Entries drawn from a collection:
◇ ◇ ◇ ◇ ◇

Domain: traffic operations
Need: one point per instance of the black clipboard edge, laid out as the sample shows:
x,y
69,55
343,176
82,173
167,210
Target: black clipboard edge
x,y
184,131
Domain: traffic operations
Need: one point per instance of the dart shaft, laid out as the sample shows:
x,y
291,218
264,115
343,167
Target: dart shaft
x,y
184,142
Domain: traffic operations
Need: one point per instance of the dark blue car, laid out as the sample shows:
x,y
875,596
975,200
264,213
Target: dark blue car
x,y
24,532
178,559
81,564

◇ ◇ ◇ ◇ ◇

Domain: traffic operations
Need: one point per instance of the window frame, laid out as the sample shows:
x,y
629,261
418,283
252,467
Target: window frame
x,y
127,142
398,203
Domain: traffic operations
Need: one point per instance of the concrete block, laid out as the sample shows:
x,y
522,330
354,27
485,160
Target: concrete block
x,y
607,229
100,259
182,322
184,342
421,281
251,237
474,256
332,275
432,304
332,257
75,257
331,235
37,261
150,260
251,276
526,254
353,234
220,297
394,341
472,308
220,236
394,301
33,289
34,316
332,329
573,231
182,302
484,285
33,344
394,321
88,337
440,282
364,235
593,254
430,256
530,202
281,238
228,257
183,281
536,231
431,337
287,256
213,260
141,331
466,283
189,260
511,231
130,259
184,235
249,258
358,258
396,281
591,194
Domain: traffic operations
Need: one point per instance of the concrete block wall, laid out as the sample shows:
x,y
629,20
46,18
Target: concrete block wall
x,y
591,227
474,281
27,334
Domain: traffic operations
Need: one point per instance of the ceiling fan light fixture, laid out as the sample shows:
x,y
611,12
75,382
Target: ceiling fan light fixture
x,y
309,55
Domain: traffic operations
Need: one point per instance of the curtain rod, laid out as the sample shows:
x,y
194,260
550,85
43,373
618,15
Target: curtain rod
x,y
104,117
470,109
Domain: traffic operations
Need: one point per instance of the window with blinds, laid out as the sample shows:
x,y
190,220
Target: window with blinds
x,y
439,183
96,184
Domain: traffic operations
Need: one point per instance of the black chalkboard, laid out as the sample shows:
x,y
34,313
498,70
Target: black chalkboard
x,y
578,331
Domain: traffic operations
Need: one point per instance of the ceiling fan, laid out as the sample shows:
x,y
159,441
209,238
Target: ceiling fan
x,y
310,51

◇ ◇ ◇ ◇ ◇

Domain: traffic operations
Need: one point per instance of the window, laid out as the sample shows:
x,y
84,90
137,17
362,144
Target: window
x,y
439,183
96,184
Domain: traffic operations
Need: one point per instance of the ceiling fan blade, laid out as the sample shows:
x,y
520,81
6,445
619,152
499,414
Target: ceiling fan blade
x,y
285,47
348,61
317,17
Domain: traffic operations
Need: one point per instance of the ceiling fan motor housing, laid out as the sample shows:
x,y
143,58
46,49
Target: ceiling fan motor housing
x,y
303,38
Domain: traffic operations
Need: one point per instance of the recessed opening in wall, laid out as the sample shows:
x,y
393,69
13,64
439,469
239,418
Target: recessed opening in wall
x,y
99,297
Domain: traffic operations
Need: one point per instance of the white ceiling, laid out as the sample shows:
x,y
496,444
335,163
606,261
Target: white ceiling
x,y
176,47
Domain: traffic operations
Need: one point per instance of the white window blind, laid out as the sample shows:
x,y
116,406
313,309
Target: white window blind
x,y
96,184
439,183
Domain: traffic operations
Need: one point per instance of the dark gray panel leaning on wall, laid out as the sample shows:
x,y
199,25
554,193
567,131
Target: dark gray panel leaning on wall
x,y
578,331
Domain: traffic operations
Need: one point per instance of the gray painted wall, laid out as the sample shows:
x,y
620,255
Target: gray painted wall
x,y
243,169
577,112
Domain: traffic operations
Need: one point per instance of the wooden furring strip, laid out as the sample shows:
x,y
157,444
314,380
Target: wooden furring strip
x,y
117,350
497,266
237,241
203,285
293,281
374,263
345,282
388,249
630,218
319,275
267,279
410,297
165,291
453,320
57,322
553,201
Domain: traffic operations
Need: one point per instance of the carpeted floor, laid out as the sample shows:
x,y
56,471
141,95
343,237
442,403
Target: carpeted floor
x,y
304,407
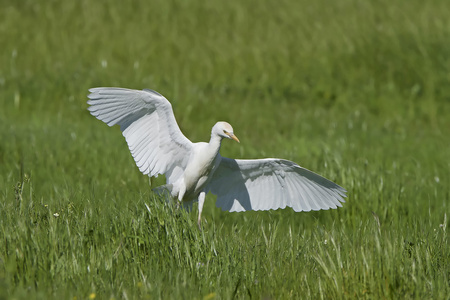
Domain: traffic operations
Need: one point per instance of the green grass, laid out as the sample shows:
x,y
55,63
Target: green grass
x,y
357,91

◇ ◇ ◇ ◇ ◇

Challenge: Extract every line of the items above that contains the word "ceiling".

Result of the exercise:
Need: one point per instance of the ceiling fan light fixture, laid out as the sample shows:
Target: ceiling fan light fixture
Need: one point per instance of the ceiling fan, laid out as the sample shows:
Target: ceiling fan
Need: one point per instance of the ceiling fan blade, laid out as the sample shows:
Target: ceiling fan blade
Need: one point per instance of the ceiling fan motor housing, laid out as the sample shows:
Target: ceiling fan motor housing
Need: one point per instance of the white ceiling, laid out as the sample shows:
Target: white ceiling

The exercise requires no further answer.